:: DATA EXCERPTS ::
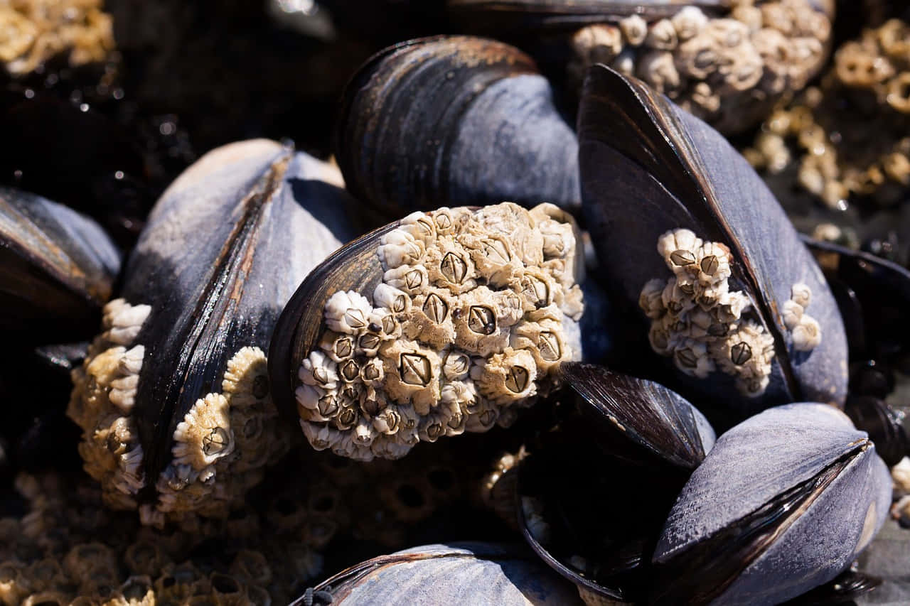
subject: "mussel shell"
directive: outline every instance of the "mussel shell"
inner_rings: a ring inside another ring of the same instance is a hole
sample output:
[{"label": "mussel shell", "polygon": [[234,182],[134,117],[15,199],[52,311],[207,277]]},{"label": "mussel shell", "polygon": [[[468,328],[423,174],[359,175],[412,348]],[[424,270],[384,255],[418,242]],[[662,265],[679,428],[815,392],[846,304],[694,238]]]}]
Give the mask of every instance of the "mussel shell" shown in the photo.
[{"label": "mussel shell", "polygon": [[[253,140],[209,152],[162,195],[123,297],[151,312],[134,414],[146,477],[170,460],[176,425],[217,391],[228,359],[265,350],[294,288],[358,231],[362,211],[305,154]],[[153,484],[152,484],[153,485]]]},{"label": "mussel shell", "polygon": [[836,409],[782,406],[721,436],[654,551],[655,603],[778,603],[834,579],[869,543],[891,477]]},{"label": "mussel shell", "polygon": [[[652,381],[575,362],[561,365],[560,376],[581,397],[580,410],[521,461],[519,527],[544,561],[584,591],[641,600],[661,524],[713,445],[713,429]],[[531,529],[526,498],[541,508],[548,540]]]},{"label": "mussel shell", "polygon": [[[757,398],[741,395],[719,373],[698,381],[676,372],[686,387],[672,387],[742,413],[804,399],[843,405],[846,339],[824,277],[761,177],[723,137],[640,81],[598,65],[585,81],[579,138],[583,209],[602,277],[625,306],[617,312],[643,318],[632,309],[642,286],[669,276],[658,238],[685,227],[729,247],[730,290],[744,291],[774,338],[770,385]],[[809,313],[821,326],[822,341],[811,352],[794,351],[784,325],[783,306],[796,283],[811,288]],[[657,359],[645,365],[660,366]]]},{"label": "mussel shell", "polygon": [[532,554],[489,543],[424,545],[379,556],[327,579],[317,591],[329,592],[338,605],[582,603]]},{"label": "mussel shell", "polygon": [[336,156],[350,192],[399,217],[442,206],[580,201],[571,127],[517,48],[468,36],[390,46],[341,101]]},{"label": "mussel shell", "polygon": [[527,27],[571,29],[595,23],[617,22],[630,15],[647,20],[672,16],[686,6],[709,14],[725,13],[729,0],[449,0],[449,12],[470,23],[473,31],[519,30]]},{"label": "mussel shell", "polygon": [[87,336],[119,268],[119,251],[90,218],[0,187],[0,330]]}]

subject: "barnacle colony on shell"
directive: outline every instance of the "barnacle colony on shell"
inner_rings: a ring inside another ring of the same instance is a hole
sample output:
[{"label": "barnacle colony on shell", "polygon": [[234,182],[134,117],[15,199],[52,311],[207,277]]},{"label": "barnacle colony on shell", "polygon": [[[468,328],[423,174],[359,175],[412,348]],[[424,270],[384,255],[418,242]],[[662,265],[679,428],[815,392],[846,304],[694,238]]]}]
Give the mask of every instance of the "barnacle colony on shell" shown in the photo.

==

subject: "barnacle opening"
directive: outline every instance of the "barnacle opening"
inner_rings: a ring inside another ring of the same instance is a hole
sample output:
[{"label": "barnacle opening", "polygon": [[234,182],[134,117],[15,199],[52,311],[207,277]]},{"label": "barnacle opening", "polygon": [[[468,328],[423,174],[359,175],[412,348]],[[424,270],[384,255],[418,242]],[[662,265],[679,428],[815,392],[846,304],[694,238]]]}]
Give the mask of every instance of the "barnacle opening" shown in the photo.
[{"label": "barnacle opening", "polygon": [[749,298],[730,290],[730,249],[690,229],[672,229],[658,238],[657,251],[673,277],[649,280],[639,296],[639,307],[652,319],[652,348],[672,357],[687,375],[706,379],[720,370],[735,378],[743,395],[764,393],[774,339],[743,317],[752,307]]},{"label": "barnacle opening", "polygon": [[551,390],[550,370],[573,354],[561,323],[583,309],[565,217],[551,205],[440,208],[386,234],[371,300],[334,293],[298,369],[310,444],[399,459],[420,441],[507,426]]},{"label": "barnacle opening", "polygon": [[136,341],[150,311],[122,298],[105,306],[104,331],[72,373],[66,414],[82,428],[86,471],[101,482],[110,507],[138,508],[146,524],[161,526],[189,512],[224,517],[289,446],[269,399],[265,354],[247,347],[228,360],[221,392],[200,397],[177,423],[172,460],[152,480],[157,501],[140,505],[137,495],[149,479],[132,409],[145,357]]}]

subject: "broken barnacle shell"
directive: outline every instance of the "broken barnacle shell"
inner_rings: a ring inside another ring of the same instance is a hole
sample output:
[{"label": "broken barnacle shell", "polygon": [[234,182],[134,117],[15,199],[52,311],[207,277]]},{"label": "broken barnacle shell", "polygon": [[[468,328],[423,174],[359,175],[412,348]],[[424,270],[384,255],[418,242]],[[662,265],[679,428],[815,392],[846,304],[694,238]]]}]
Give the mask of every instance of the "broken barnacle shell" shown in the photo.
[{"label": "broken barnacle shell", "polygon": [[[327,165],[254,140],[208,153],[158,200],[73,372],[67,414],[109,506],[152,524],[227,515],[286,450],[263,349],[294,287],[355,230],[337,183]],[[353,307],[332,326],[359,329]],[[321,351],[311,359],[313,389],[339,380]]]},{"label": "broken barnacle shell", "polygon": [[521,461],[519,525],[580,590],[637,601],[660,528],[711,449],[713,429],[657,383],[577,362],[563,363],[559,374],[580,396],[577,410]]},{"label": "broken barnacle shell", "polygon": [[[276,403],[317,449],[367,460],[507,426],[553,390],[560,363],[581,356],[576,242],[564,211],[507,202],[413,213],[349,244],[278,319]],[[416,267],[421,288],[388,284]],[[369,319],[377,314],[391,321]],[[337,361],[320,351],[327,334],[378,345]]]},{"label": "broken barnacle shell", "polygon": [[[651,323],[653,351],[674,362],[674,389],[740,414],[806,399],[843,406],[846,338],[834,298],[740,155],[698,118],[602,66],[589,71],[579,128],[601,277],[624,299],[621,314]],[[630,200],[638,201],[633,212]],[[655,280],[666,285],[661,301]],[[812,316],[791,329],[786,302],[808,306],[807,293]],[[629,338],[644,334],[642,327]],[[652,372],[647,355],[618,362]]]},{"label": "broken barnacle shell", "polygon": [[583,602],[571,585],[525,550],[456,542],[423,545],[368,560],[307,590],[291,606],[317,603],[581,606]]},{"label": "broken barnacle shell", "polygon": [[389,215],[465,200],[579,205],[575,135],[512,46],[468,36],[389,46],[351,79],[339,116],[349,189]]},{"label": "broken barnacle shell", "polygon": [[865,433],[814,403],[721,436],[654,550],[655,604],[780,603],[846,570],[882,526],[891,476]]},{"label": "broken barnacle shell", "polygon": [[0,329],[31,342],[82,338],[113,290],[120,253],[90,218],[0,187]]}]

:: WRITTEN REQUEST ::
Select every line of the items above that contains the string "shown" and copy those lines out. Case counts.

:: RESULT FOR THIS TASK ::
Give the mask of every instance of the "mussel shell" shown in the photo.
Give the mask of every instance of the "barnacle colony on shell" shown in the photo.
Give the mask of every instance of the "barnacle opening" shown in the photo.
Give the mask of every instance of the "broken barnacle shell" shown in the photo.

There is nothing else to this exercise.